:: RECORD EXCERPTS
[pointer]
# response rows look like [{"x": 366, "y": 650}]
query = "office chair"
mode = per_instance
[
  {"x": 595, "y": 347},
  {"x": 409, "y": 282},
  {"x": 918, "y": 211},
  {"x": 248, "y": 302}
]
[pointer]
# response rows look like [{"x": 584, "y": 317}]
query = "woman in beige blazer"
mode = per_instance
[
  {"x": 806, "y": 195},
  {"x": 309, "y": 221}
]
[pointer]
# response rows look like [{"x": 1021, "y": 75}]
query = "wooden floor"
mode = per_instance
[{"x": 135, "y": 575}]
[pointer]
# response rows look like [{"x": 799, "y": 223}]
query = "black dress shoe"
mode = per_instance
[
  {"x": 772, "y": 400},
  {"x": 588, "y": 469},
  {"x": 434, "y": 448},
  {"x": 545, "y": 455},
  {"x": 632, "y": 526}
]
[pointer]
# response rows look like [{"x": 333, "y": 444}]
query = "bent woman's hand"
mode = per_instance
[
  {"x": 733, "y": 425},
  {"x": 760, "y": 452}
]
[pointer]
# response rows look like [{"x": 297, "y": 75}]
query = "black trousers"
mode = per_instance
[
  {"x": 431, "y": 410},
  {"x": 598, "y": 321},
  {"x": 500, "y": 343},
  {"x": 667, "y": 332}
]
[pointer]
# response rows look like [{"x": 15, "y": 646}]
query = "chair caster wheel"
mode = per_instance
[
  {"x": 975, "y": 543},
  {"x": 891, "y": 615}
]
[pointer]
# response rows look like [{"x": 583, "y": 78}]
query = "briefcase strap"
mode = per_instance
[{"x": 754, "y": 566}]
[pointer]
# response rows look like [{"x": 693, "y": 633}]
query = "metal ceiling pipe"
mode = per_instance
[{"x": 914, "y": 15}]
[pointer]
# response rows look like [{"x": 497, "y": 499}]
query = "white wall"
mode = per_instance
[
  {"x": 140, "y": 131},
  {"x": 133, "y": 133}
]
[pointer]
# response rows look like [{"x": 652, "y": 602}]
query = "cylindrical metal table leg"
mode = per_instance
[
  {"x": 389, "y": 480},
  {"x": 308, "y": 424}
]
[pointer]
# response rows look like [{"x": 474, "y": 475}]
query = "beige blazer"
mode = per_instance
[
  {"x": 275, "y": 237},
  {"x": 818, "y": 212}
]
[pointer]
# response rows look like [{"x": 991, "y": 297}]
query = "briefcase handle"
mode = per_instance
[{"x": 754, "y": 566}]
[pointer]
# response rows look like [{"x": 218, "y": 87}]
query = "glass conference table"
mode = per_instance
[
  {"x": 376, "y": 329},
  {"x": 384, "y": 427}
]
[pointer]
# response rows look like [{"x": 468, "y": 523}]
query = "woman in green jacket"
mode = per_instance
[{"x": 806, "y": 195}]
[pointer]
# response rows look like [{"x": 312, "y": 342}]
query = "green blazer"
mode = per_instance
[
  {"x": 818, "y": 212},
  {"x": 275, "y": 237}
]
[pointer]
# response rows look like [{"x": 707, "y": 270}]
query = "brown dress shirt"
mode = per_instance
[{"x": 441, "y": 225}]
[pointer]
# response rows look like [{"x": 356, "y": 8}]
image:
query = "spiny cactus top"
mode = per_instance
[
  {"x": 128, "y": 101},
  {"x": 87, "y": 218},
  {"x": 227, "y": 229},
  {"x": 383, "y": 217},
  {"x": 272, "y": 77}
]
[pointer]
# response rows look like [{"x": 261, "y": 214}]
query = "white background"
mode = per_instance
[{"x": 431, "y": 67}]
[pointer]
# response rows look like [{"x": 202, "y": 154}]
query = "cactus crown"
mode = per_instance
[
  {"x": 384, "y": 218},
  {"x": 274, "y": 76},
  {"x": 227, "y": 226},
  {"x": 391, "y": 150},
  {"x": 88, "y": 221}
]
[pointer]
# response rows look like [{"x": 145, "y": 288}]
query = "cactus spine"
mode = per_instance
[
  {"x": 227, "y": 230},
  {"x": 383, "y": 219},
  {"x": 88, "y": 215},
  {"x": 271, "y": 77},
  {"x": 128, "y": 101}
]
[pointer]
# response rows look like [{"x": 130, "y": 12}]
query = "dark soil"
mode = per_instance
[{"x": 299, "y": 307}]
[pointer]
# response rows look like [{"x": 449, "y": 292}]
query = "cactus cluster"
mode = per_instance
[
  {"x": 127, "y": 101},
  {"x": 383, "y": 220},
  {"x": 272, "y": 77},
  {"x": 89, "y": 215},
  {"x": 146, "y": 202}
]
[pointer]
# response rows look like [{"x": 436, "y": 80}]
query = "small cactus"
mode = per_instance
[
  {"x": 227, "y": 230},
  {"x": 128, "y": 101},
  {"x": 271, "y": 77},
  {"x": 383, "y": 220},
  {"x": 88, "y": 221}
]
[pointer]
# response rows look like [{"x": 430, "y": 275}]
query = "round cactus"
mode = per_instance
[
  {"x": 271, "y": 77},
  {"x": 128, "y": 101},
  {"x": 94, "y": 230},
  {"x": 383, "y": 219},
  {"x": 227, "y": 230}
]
::::
What lines in the entries above hold "briefcase"? Copy every one.

- SOLUTION TO THIS EXERCISE -
query = "briefcase strap"
query = "briefcase handle"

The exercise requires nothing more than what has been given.